= Consigne 1 =
Pouvez-vous mettre en liste numérotée les lignes des enregistrements, depuis leur début jusqu'à la ligne contenant « 287 184 L 287 » incluse, sans les lignes vides ?

= Texte à lire =
■ ■ ■
Chaque mois, on demande à quelqu’un·e pourquoi il ou elle se lève le matin. La réponse en dessins.
![Alexandre, la relève de l'ostréiculture familiale 1 Huitres 031](https://www.causette.fr/wp-content/uploads/2020/02/Huitres_031-1024x576.jpg)
Chez les Prod’homme, on est ostréiculteur depuis trois générations. Alexandre, 41 ans, n’a pas vraiment eu le choix. « Mon grand-père était marin. À l’époque, comme il n’y avait pas de retraite, l’État nous donnait des parcelles pour compléter les revenus des familles. Ma grand-mère a commencé en 1948. Beaucoup de Cancalais étaient petits parqueurs. On travaillait les huîtres dans le garage. Pendant les fêtes de fin d’année, il y en avait même dans la cuisine de ma grand-mère. Jusque dans les années 1960, où l’activité s’est professionnalisée. Les gros ont voulu virer les petits, ma mère a racheté les parcs de la famille. Nous sommes devenus exploitants producteurs. »
C’est ici que l’on « travaille » les huîtres. On les trie, les emballe, les « dédouble ». Les huîtres, sur les parcs, sont contenues dans des sacs de maille, les « poches ». Régulièrement, on sort les poches de l’eau pour les diviser en deux et mettre la moitié des huîtres dans une autre poche, afin qu’elles aient la place de grandir. C’est ça « dédoubler ». Elles passent de 620 bébés huîtres (le naissain) par poche au départ, à 180. Elles sont alors prêtes pour la vente, trois ans plus tard.
■ ■ ■
= Extrait des données =
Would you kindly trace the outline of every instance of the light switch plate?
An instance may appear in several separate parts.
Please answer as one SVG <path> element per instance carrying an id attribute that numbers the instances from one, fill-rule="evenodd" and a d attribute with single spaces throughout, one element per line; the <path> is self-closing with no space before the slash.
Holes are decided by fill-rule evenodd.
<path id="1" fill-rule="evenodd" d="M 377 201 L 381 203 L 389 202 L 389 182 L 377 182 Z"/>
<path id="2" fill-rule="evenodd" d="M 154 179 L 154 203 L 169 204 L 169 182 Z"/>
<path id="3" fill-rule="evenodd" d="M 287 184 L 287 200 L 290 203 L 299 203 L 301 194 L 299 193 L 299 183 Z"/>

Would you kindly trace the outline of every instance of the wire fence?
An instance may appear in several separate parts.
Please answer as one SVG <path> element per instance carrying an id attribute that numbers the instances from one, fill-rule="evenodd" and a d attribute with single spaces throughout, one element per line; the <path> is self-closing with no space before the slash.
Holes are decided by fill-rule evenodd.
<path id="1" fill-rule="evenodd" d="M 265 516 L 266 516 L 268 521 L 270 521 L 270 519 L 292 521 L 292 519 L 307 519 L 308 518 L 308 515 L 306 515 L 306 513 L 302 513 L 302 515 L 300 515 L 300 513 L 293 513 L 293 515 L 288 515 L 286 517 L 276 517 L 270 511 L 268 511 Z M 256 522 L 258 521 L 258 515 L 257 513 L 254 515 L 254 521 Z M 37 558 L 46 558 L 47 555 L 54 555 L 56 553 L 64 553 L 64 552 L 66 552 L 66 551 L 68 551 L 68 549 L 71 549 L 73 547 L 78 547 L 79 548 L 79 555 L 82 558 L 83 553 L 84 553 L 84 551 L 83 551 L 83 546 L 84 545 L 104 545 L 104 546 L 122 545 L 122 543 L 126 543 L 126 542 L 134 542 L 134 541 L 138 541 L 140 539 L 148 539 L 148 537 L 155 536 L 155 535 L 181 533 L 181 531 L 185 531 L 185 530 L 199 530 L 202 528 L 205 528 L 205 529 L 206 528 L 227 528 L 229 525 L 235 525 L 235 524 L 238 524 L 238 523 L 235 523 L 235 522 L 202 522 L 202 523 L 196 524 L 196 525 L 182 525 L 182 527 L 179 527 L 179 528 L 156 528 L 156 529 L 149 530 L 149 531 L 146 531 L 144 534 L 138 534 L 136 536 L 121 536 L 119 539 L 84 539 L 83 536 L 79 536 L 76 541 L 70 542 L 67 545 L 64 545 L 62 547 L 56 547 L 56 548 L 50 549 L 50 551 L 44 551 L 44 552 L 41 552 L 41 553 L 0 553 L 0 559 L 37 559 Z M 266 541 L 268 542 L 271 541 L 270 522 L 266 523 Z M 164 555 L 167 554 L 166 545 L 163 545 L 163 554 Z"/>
■ ■ ■
= Consigne 2 =
Pouvez-vous poursuivre le texte sur l'ostréiculture familiale à partir de l'endroit où il s'arrête ?

= Réponse finale 1 =
1. Would you kindly trace the outline of every instance of the light switch plate?
2. An instance may appear in several separate parts.
3. Please answer as one SVG <path> element per instance carrying an id attribute that numbers the instances from one, fill-rule="evenodd" and a d attribute with single spaces throughout, one element per line; the <path> is self-closing with no space before the slash.
4. Holes are decided by fill-rule evenodd.
5. <path id="1" fill-rule="evenodd" d="M 377 201 L 381 203 L 389 202 L 389 182 L 377 182 Z"/>
6. <path id="2" fill-rule="evenodd" d="M 154 179 L 154 203 L 169 204 L 169 182 Z"/>
7. <path id="3" fill-rule="evenodd" d="M 287 184 L 287 200 L 290 203 L 299 203 L 301 194 L 299 193 L 299 183 Z"/>

= Réponse finale 2 =
![Alexandre, la relève de l'ostréiculture familiale 2 Huitres 111](https://www.causette.fr/wp-content/uploads/2020/02/Huitres_111-1024x476.jpg)
La mère d’Alexandre, Annick, est une figure locale. Il faut dire qu’une femme dans les parcs, ce n’était pas banal, et jusqu’à 65 ans, ça relève de l’exploit. Prendre sa suite n’a pas été simple. Au changement de génération s’ajoutait un changement de rapport au travail. « Ma mère était une droguée du boulot. Sa maison, c’était le chantier. Ma femme et moi, on a changé des petites choses pour moderniser, pouvoir souffler. La vie, ce n’est pas que le boulot. Je vois les gens passer à Cancale, toujours en vacances. Nous, on travaille 70 heures par semaine. À part nos quatre semaines de congés, le temps libre n’existe pas. » Les tensions sont arrivées. « Rompre avec un associé, ce n’est pas simple. Quand cet associé est ta mère… C’est compliqué. »
![Alexandre, la relève de l'ostréiculture familiale 3 Huitres 101](https://www.causette.fr/wp-content/uploads/2020/02/Huitres_101-1024x576.jpg)
Pendant la « morte-eau », marée de faible amplitude, les parcs ne sont pas accessibles. Les huîtres sont alors stockées au dépôt : près du rivage.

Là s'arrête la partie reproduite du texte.